Recorded data
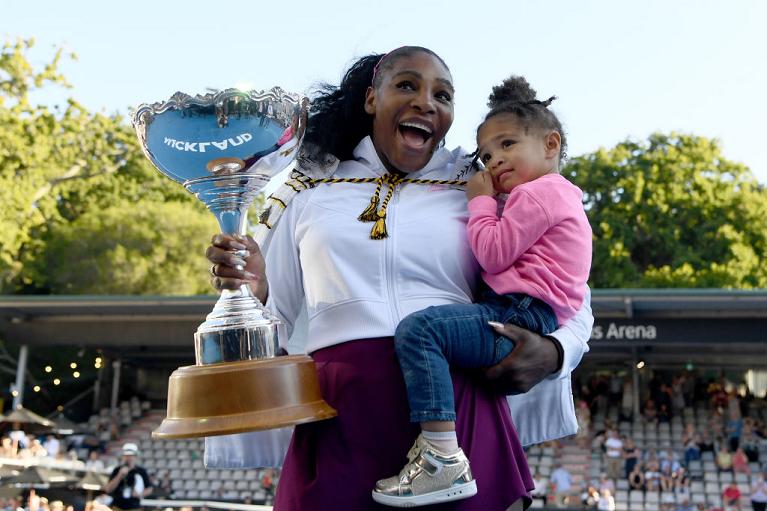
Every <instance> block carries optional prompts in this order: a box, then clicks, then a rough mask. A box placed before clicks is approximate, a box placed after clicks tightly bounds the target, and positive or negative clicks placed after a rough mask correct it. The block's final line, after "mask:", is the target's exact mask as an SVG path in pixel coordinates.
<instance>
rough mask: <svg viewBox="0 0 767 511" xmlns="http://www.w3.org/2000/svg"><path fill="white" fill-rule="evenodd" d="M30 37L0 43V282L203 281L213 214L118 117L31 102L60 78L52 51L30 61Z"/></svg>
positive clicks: (145, 283) (49, 285)
mask: <svg viewBox="0 0 767 511" xmlns="http://www.w3.org/2000/svg"><path fill="white" fill-rule="evenodd" d="M33 44H34V43H33V40H18V41H15V42H12V43H10V42H6V43H5V44H4V45H3V46H2V51H0V203H1V204H2V209H0V292H2V293H43V294H47V293H53V294H57V293H67V294H69V293H112V294H146V293H148V294H190V293H209V292H211V291H212V289H211V287H210V284H209V280H208V275H207V272H206V268H207V264H206V260H205V258H204V247H205V246H206V244H207V243H208V241H209V240H210V237H211V234H212V233H214V232H216V231H217V230H218V228H217V225H216V222H215V220H214V217H213V215H212V214H211V213H209V212H207V211H206V210H205V208H204V206H203V205H202V204H201V203H200V202H199V201H198V200H197V199H196V198H194V197H193V196H192V195H190V194H189V193H188V192H186V191H185V190H184V189H183V187H181V186H179V185H177V184H175V183H172V182H171V181H169V180H168V179H167V178H165V177H164V176H162V175H161V174H160V173H159V172H157V170H155V169H154V167H153V166H152V165H151V163H150V162H149V161H148V160H147V158H146V157H145V156H144V155H143V153H142V152H141V150H140V148H139V145H138V141H137V138H136V135H135V133H134V132H133V129H132V128H131V127H130V126H129V124H128V123H127V122H126V120H125V119H123V118H122V117H121V116H119V115H105V114H103V113H92V112H89V111H88V110H87V109H86V108H85V107H84V106H83V105H81V104H80V103H78V102H77V101H76V100H74V99H71V98H70V99H69V100H68V101H67V103H66V105H65V106H63V107H49V106H46V105H33V104H31V103H30V100H29V94H30V92H32V91H34V90H36V89H39V88H41V87H54V86H64V87H67V86H68V84H67V82H66V80H65V78H64V77H63V76H62V75H61V74H60V73H59V72H58V64H59V62H60V60H61V59H62V58H64V56H63V55H62V52H61V51H59V52H57V53H56V54H55V56H54V58H53V59H52V61H51V63H50V64H48V65H46V66H45V67H44V68H43V69H42V70H40V71H38V70H35V69H34V68H33V66H32V65H31V64H30V63H29V60H28V58H27V54H28V52H29V50H30V48H31V47H32V46H33ZM71 57H73V56H71Z"/></svg>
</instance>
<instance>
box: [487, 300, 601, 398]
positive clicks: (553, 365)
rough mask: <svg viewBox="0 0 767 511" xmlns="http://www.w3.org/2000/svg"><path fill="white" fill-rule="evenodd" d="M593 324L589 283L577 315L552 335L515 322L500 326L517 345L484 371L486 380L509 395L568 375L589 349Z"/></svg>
mask: <svg viewBox="0 0 767 511" xmlns="http://www.w3.org/2000/svg"><path fill="white" fill-rule="evenodd" d="M593 325H594V316H593V315H592V314H591V290H590V289H589V288H588V287H587V288H586V294H585V296H584V300H583V304H582V305H581V308H580V309H579V310H578V312H577V313H576V314H575V316H573V317H572V318H570V319H569V320H568V321H567V322H566V323H565V324H564V325H562V326H561V327H559V329H558V330H556V331H554V332H552V333H551V334H550V335H548V336H542V335H539V334H536V333H534V332H531V331H530V330H526V329H524V328H521V327H518V326H516V325H511V324H506V325H503V326H501V327H496V331H497V332H498V333H500V334H502V335H505V336H506V337H508V338H510V339H512V340H513V341H514V344H515V345H514V349H513V350H512V351H511V353H509V354H508V355H507V356H506V357H505V358H504V359H503V360H501V361H500V362H499V363H498V364H496V365H494V366H492V367H489V368H487V369H485V370H484V371H483V372H482V375H483V379H484V381H485V383H486V384H487V385H488V386H490V387H491V388H493V389H494V390H496V391H497V392H500V393H503V394H507V395H509V394H521V393H525V392H527V391H528V390H530V389H531V388H533V387H534V386H535V385H537V384H538V383H540V382H541V381H542V380H543V379H545V378H562V377H566V376H567V375H569V374H570V373H571V372H572V371H573V369H575V367H577V365H578V364H579V363H580V361H581V358H582V357H583V354H584V353H586V352H587V351H588V350H589V345H588V342H589V339H590V338H591V328H592V326H593Z"/></svg>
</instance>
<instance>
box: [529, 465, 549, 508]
mask: <svg viewBox="0 0 767 511" xmlns="http://www.w3.org/2000/svg"><path fill="white" fill-rule="evenodd" d="M533 484H534V485H535V489H534V490H533V491H531V492H530V496H531V497H532V498H533V500H535V499H539V500H541V501H542V502H543V505H544V506H545V505H546V493H547V488H546V486H548V485H547V481H546V479H545V478H544V477H543V476H542V475H541V474H540V473H539V472H538V471H537V470H536V471H535V472H534V473H533Z"/></svg>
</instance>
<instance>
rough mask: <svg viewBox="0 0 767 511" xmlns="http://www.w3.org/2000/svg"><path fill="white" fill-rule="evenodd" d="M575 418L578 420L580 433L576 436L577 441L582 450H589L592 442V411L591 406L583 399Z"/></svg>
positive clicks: (578, 426)
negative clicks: (589, 406)
mask: <svg viewBox="0 0 767 511" xmlns="http://www.w3.org/2000/svg"><path fill="white" fill-rule="evenodd" d="M575 418H576V419H577V420H578V432H577V433H576V434H575V441H576V442H577V443H578V447H580V448H581V449H588V447H589V443H590V441H591V410H589V404H588V403H587V402H586V401H584V400H583V399H580V400H578V407H577V408H576V409H575Z"/></svg>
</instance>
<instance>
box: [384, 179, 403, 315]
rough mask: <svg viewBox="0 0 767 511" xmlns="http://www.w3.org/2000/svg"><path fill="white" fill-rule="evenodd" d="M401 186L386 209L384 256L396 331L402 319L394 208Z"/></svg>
mask: <svg viewBox="0 0 767 511" xmlns="http://www.w3.org/2000/svg"><path fill="white" fill-rule="evenodd" d="M399 194H400V190H399V186H398V187H397V188H395V190H394V193H393V194H392V198H391V199H390V200H389V206H388V207H387V208H386V217H387V220H388V224H389V225H388V226H387V227H388V230H389V233H390V234H389V237H388V238H384V243H385V254H384V258H385V260H384V268H385V270H384V271H385V274H384V278H385V279H386V292H387V298H388V301H389V303H390V304H391V305H390V307H389V316H390V318H391V324H392V326H393V327H394V328H395V329H396V328H397V325H398V324H399V318H400V316H401V315H400V308H399V301H398V299H397V295H396V291H397V290H396V283H395V282H394V279H395V276H396V273H395V268H394V265H395V261H394V225H395V222H396V220H397V213H396V212H397V208H396V207H394V206H395V204H396V203H397V202H399Z"/></svg>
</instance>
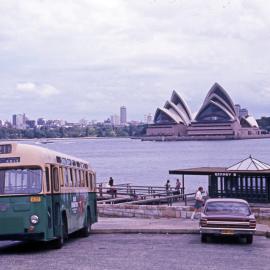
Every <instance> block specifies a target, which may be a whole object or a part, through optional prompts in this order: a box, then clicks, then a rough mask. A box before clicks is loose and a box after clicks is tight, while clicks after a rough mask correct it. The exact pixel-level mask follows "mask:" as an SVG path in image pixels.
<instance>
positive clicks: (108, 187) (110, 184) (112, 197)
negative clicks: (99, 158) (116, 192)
mask: <svg viewBox="0 0 270 270" xmlns="http://www.w3.org/2000/svg"><path fill="white" fill-rule="evenodd" d="M108 188H109V189H108V190H107V192H108V193H109V194H111V195H112V198H116V192H117V190H116V188H114V187H113V178H112V177H110V179H109V182H108Z"/></svg>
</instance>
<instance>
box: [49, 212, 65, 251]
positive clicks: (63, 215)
mask: <svg viewBox="0 0 270 270" xmlns="http://www.w3.org/2000/svg"><path fill="white" fill-rule="evenodd" d="M61 224H62V226H61V227H62V228H61V233H60V236H59V237H58V238H57V239H56V240H54V241H53V248H55V249H60V248H62V246H63V245H64V243H65V241H66V240H67V239H68V227H67V219H66V217H65V215H63V216H62V220H61Z"/></svg>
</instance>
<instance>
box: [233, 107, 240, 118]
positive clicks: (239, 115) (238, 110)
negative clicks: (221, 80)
mask: <svg viewBox="0 0 270 270" xmlns="http://www.w3.org/2000/svg"><path fill="white" fill-rule="evenodd" d="M234 109H235V113H236V116H237V117H238V118H239V116H240V110H241V106H240V105H239V104H235V105H234Z"/></svg>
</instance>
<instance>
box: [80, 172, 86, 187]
mask: <svg viewBox="0 0 270 270" xmlns="http://www.w3.org/2000/svg"><path fill="white" fill-rule="evenodd" d="M80 186H81V187H85V173H84V171H81V170H80Z"/></svg>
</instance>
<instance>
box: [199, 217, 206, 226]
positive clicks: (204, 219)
mask: <svg viewBox="0 0 270 270" xmlns="http://www.w3.org/2000/svg"><path fill="white" fill-rule="evenodd" d="M200 225H201V226H202V227H203V226H207V218H201V220H200Z"/></svg>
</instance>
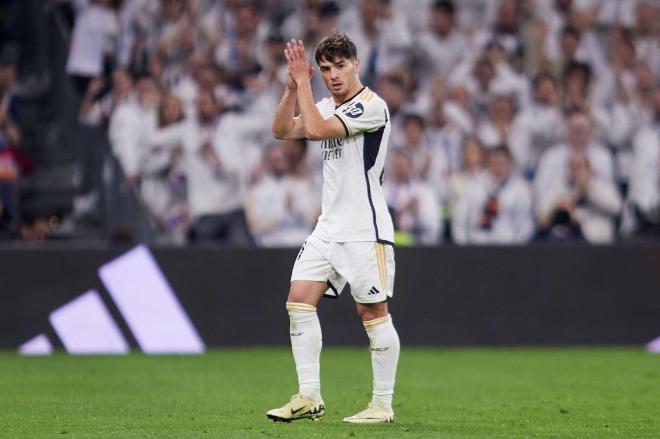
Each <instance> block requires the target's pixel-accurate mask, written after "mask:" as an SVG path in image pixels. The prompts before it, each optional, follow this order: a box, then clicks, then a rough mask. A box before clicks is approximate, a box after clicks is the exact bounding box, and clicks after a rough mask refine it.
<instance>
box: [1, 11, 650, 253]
mask: <svg viewBox="0 0 660 439" xmlns="http://www.w3.org/2000/svg"><path fill="white" fill-rule="evenodd" d="M58 1H62V2H64V3H65V4H67V5H68V4H70V5H73V6H74V7H75V11H76V12H77V13H76V20H75V27H74V28H73V34H72V40H71V45H70V52H69V55H68V59H67V65H66V72H67V73H68V74H69V75H71V76H72V77H73V78H74V81H75V82H76V83H77V84H78V87H79V92H80V95H81V96H82V94H83V92H84V98H83V100H82V104H81V106H80V109H79V112H76V111H74V112H66V113H62V114H64V115H70V116H73V117H76V116H78V117H79V120H80V122H82V123H85V124H89V125H96V126H100V127H102V128H106V129H107V134H108V137H109V139H110V141H111V145H112V150H113V153H114V154H115V156H116V157H117V159H118V162H119V164H120V165H121V168H122V169H123V171H124V173H125V175H126V180H127V182H128V183H129V186H128V187H130V188H131V189H132V190H133V191H134V192H135V194H136V195H139V196H140V199H141V201H142V203H141V204H142V205H143V207H146V208H147V209H148V211H149V212H150V214H151V216H152V217H153V218H155V219H156V220H157V223H158V224H159V225H160V226H161V227H160V229H159V232H158V233H159V234H160V236H159V237H158V239H162V240H165V241H167V242H183V241H185V239H186V236H187V232H188V231H190V236H191V238H199V239H203V240H206V239H207V238H208V239H215V238H217V239H219V240H220V241H221V242H227V243H235V242H240V243H248V242H249V234H248V232H247V226H246V225H245V219H244V215H243V207H244V203H246V201H245V199H244V191H245V188H246V187H247V186H248V185H250V187H251V191H257V193H259V191H261V190H263V193H268V190H266V189H263V188H266V187H270V186H272V187H275V188H280V187H281V186H287V187H289V186H290V185H293V186H296V185H298V186H300V187H307V186H306V185H308V183H309V181H312V182H313V183H314V184H317V185H318V184H320V179H321V166H322V160H320V151H321V150H320V147H319V145H318V142H308V144H309V151H305V148H304V147H302V146H301V144H298V143H296V142H285V143H283V144H281V148H282V149H283V151H284V153H285V156H286V159H287V161H288V162H289V166H290V168H288V169H287V172H286V175H285V176H284V177H282V178H279V177H277V176H275V175H274V174H273V173H272V172H271V171H268V173H267V175H266V174H264V172H266V169H270V168H269V167H271V165H268V166H264V162H269V163H270V160H264V157H265V156H266V154H265V151H264V150H265V149H266V148H265V145H270V144H271V142H272V138H271V133H270V129H269V128H270V121H271V119H272V114H273V111H274V109H275V107H276V106H277V103H278V102H279V98H280V95H281V90H282V88H283V87H284V79H285V71H286V63H285V60H284V58H283V53H282V51H283V48H284V46H285V44H286V43H285V42H286V40H288V39H289V38H296V39H302V40H303V41H304V42H305V47H306V48H307V51H308V56H309V57H310V58H313V51H314V49H315V46H316V44H317V43H318V42H319V41H320V40H321V39H322V38H323V37H325V36H326V35H327V34H328V33H329V32H331V31H332V30H333V29H335V28H336V29H339V30H340V31H342V32H347V33H348V34H349V35H350V36H351V37H352V38H353V40H354V41H355V42H356V43H357V46H358V50H359V54H358V55H359V57H360V60H361V71H360V74H361V77H362V80H363V82H364V83H365V84H371V85H370V86H372V85H373V87H374V88H375V90H376V91H377V92H378V93H379V95H381V96H382V97H383V99H385V101H386V102H387V103H388V106H389V110H390V119H391V123H392V130H391V134H390V145H392V146H393V147H402V148H405V150H406V151H407V154H408V155H409V158H410V160H411V163H412V170H413V173H414V174H415V175H416V177H415V179H417V178H418V179H423V180H425V181H426V183H428V184H430V185H431V186H432V188H433V191H434V202H435V203H436V204H444V205H445V206H446V208H447V211H446V212H445V214H444V218H445V219H447V218H448V217H449V216H450V215H451V213H452V212H453V211H456V210H457V207H458V204H460V203H458V201H457V200H459V199H465V198H466V197H468V198H469V196H468V195H469V194H473V195H474V193H476V192H478V191H476V189H474V188H473V187H479V184H481V186H482V189H480V190H481V192H480V193H483V192H484V191H485V192H486V193H487V194H488V195H490V191H493V190H495V189H493V187H497V184H495V183H493V182H492V181H494V178H495V177H493V175H492V172H489V173H488V174H485V173H484V171H483V170H482V169H481V168H482V163H481V162H482V161H483V154H484V153H483V151H482V149H481V147H480V146H479V145H480V142H479V140H476V139H472V138H470V136H477V137H479V138H480V139H481V141H482V143H484V144H485V146H486V147H487V148H494V147H497V145H500V144H507V145H508V146H509V148H510V151H511V153H512V154H513V158H514V162H515V170H516V171H520V173H521V174H523V175H524V176H525V177H526V178H527V179H529V180H530V181H531V182H532V183H531V184H532V185H533V186H534V189H535V194H536V196H537V200H540V199H541V198H542V197H544V196H546V197H547V196H548V194H547V193H546V192H545V191H547V190H550V189H552V188H555V189H556V190H557V191H559V189H558V188H560V187H561V188H564V189H565V188H572V184H573V183H572V180H571V178H572V177H571V175H570V173H569V170H570V167H569V162H570V161H571V160H572V157H573V156H578V155H580V154H583V155H586V157H587V162H588V165H589V166H588V167H589V172H590V173H591V174H592V176H591V177H590V181H591V180H594V181H596V180H598V181H599V184H601V183H602V184H606V183H604V182H602V181H601V180H604V181H609V182H614V183H615V185H616V186H617V189H618V190H619V191H620V192H621V195H622V196H625V198H626V206H627V207H626V208H625V209H624V214H623V215H622V217H623V218H622V222H623V226H622V230H623V233H625V234H629V233H632V232H633V231H634V230H635V228H636V229H637V230H638V231H639V233H641V234H646V235H648V234H649V233H651V232H649V231H648V230H655V229H654V228H653V227H654V226H653V222H654V221H655V218H656V213H655V212H656V210H657V209H655V208H654V207H653V206H654V205H655V204H654V202H652V200H654V199H655V195H653V194H655V193H656V192H657V190H658V187H657V184H653V183H652V182H653V181H654V177H653V175H654V173H653V170H655V169H656V168H654V167H653V166H652V165H651V164H650V163H651V162H653V160H654V158H653V157H655V156H654V153H653V151H654V147H653V145H655V144H656V143H657V142H658V133H657V130H656V129H655V128H654V127H655V126H656V125H657V109H656V107H657V104H656V100H657V99H654V95H655V94H657V89H658V79H659V78H660V39H659V38H658V29H659V28H658V20H657V17H658V13H660V7H659V6H658V4H657V2H656V1H653V0H552V1H535V0H498V1H488V0H461V1H445V0H417V1H416V2H414V5H413V4H412V3H411V2H409V1H405V0H360V1H357V2H349V1H346V0H334V1H333V0H300V1H298V0H276V1H269V2H257V1H252V0H249V1H236V0H231V1H229V0H228V1H217V0H130V1H128V0H123V1H122V0H58ZM0 52H1V53H0V125H2V124H5V123H13V121H17V120H18V121H20V122H21V123H26V126H25V128H26V129H25V130H24V132H25V133H26V136H28V135H29V136H33V134H32V133H33V131H34V130H33V129H32V128H31V125H29V124H30V123H31V122H30V117H29V116H30V111H26V113H25V115H27V118H24V117H23V116H24V115H23V114H19V113H18V111H17V110H18V109H19V106H20V105H21V103H22V102H23V101H30V100H31V99H32V96H36V94H34V93H32V94H30V93H25V91H26V90H28V91H29V90H31V89H34V87H33V86H32V85H31V84H32V82H31V81H29V80H28V79H29V77H30V72H28V70H29V69H26V68H25V66H24V65H22V64H21V66H20V67H21V68H20V69H18V67H19V66H18V65H17V64H16V62H15V59H14V58H16V57H7V56H6V54H5V51H4V48H3V50H2V51H0ZM10 52H11V51H10ZM19 55H20V57H19V58H17V59H21V60H23V59H24V58H23V57H24V56H26V55H27V56H29V55H30V54H19ZM17 70H18V71H23V70H25V72H24V73H25V74H24V77H19V78H17V77H16V76H17ZM532 75H534V76H532ZM312 87H313V90H314V94H315V96H316V97H317V98H321V97H323V96H326V95H327V90H326V88H325V86H324V84H323V81H322V78H321V76H320V75H319V74H318V73H315V74H314V75H313V77H312ZM532 89H533V92H531V91H532ZM161 95H162V96H163V98H162V103H161V105H160V107H159V100H160V99H161V98H160V96H161ZM14 97H20V98H21V99H14ZM64 100H65V101H67V99H64ZM29 105H32V103H27V106H28V107H29ZM76 105H77V103H76ZM26 108H27V107H26ZM213 108H215V109H214V110H212V109H213ZM200 111H202V112H203V113H204V114H201V115H200V114H199V112H200ZM576 113H580V116H577V115H576ZM563 114H567V115H568V116H566V117H564V116H563ZM419 115H422V117H420V116H419ZM18 116H21V117H20V118H19V117H18ZM64 119H66V120H65V121H64V122H59V121H58V124H60V125H62V124H64V125H67V126H66V127H62V126H59V127H57V128H58V129H53V130H52V132H53V133H56V134H60V135H61V136H62V138H63V140H62V142H63V143H66V142H68V141H70V143H71V145H72V146H73V148H72V149H73V151H75V152H74V154H76V158H77V159H78V161H79V162H80V164H81V171H82V178H80V180H81V183H80V187H81V188H80V189H81V191H82V192H86V191H92V192H96V191H95V189H96V188H98V187H100V186H101V184H100V177H99V178H98V179H95V178H94V177H93V176H99V175H100V163H101V160H100V159H98V157H97V156H98V151H100V150H99V149H98V148H96V147H95V145H97V144H98V145H100V144H101V142H98V143H97V142H92V141H89V138H90V136H92V135H94V133H95V130H72V129H71V128H72V126H68V124H69V123H71V122H73V121H72V120H68V118H67V117H65V118H64ZM28 125H29V127H28ZM51 128H53V127H51ZM3 129H4V130H5V131H3V132H2V134H3V135H4V136H5V137H7V136H11V133H9V134H8V133H7V132H6V128H3ZM46 129H47V128H44V130H46ZM76 133H77V134H78V135H76ZM47 138H48V139H51V138H58V136H57V135H51V130H50V128H48V136H47ZM464 138H468V139H467V140H465V141H464V142H463V139H464ZM39 139H40V138H38V139H36V140H39ZM36 140H35V139H33V138H30V139H28V141H27V142H26V144H27V145H29V146H30V148H32V147H33V146H32V145H34V144H38V143H40V142H38V141H36ZM76 142H77V143H76ZM10 143H11V142H10ZM46 143H48V144H49V143H50V142H46ZM90 146H93V147H95V148H96V149H91V148H90ZM83 148H86V149H83ZM6 151H7V150H5V151H4V152H3V154H4V159H3V160H4V162H3V169H4V170H5V171H4V175H5V177H6V176H8V175H10V174H11V175H13V174H12V173H13V171H8V170H11V169H16V168H17V158H16V157H17V156H16V155H15V154H14V155H13V156H12V157H13V158H12V159H11V160H10V159H7V153H6ZM610 151H612V152H613V153H611V152H610ZM93 153H94V154H96V155H94V154H93ZM270 154H272V155H273V156H274V157H273V158H272V159H273V161H277V160H279V159H277V160H276V156H277V155H278V154H280V153H279V152H270V151H269V152H268V155H269V157H270ZM613 154H614V155H613ZM52 155H53V154H50V153H49V152H47V151H46V152H43V153H42V151H39V150H37V151H36V153H35V157H39V158H40V161H39V165H40V166H44V167H46V168H47V167H48V166H49V163H48V160H45V161H44V163H43V164H42V163H41V162H42V160H41V158H48V157H51V156H52ZM88 156H89V157H88ZM498 157H499V156H498ZM97 159H98V160H97ZM397 160H398V161H400V162H403V161H405V160H404V159H400V158H399V159H397ZM391 161H393V159H391ZM495 161H497V160H495ZM504 161H506V160H502V162H504ZM613 162H614V164H615V166H613V165H612V163H613ZM10 163H11V164H10ZM509 164H510V163H509ZM388 165H389V163H388ZM574 165H575V166H578V165H579V163H577V162H576V163H575V164H574ZM392 166H394V165H393V164H392ZM18 168H21V166H20V163H19V164H18ZM24 171H25V170H24V169H21V171H20V172H18V173H17V175H20V174H22V173H23V172H24ZM491 171H492V170H491ZM571 172H577V173H578V174H579V172H580V171H579V170H575V171H571ZM511 173H512V174H513V175H512V177H510V178H509V180H506V181H517V179H518V177H515V172H511ZM583 174H584V172H583ZM579 175H582V174H579ZM415 179H414V180H415ZM614 179H616V180H614ZM5 180H7V178H5ZM97 180H98V181H97ZM255 181H256V182H257V183H255ZM415 181H416V180H415ZM284 182H286V185H285V184H284ZM294 183H295V184H294ZM420 184H422V183H420ZM14 186H15V184H14ZM491 186H492V187H491ZM514 186H520V185H517V184H516V185H514ZM483 187H486V189H483ZM507 187H508V186H507ZM468 188H473V189H470V190H468ZM269 190H270V189H269ZM300 190H301V191H302V192H304V191H303V190H302V189H300ZM626 190H629V193H628V194H626ZM277 191H279V189H277V190H276V191H275V192H277ZM521 191H522V190H521ZM302 192H301V193H302ZM522 192H524V191H522ZM5 193H6V192H5ZM94 195H95V196H96V198H95V199H98V195H99V194H94ZM3 196H4V197H5V198H6V195H3ZM301 197H302V195H301ZM15 199H16V197H14V201H12V203H14V205H15ZM523 199H524V197H523ZM78 201H79V200H78ZM76 203H77V202H74V204H76ZM498 207H499V206H498ZM579 207H580V208H581V207H583V206H579ZM4 209H5V210H4V212H5V213H6V212H8V211H7V207H6V202H5V207H4ZM576 209H577V210H576V212H577V211H581V210H580V209H578V208H576ZM654 209H655V210H654ZM477 210H478V209H477ZM537 210H538V206H537ZM19 213H20V212H19ZM267 213H268V212H266V213H264V215H266V214H267ZM537 213H538V212H537ZM19 216H20V215H19ZM258 216H259V215H256V217H258ZM266 216H267V215H266ZM404 216H405V215H404ZM459 216H460V215H459ZM27 217H28V219H29V221H28V224H26V225H25V227H24V235H25V236H31V237H43V236H45V235H46V234H47V233H41V232H39V231H38V230H42V231H43V230H44V228H43V227H40V226H39V225H40V224H42V221H43V222H45V224H46V226H47V227H46V228H45V230H48V221H47V220H45V219H44V218H46V217H47V216H46V217H43V216H41V215H36V214H27ZM498 218H499V217H498ZM611 218H613V216H608V221H610V220H611ZM191 222H192V223H193V225H192V228H191ZM504 222H505V223H506V221H504ZM14 224H16V223H15V222H14ZM462 227H463V228H462V229H461V228H459V229H458V232H457V233H458V235H459V237H458V240H460V239H461V236H463V235H466V234H467V232H465V230H466V226H465V225H463V226H462ZM15 230H17V229H16V228H15ZM447 230H448V228H445V236H448V233H447ZM470 230H471V229H470ZM493 230H494V229H493ZM525 230H526V229H525ZM461 233H463V235H461ZM470 233H472V232H470ZM582 233H583V232H582ZM15 234H16V235H17V234H18V233H15ZM583 234H584V233H583ZM495 235H497V236H499V235H498V234H497V233H495V232H494V231H492V232H488V233H487V232H485V231H484V229H481V228H478V232H477V233H476V235H475V236H477V238H476V240H477V241H478V242H484V243H487V242H501V241H516V242H519V241H521V240H522V239H521V238H519V237H516V238H512V237H511V236H512V235H511V236H508V235H507V237H505V238H501V239H500V238H494V237H493V236H495ZM504 235H506V233H505V232H502V236H504ZM470 236H472V235H470ZM213 237H215V238H213ZM259 239H260V240H261V238H260V237H259ZM463 239H464V241H465V239H467V238H464V237H463ZM266 240H268V239H266ZM470 242H472V241H470Z"/></svg>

## Aim of the exercise
Give the lines exactly, from the first line of the entries to the line with "37L0 43V282L203 281L213", both ends included. Skip the pictures.

## Written answer
Every <instance> block carries optional prompts in this order: a box, then clicks, then a rough mask. A box placed before clicks is approximate, a box placed after clicks tightly bounds the target, and positive or negative clicks placed after a rough mask correct it. The block's final line, after "mask:", is the target's exact mask as an SVG path in pixel coordinates.
<instance>
rough mask: <svg viewBox="0 0 767 511" xmlns="http://www.w3.org/2000/svg"><path fill="white" fill-rule="evenodd" d="M30 37L0 43V282L203 281L213 214L118 117L31 102L60 78L52 51L30 61Z"/></svg>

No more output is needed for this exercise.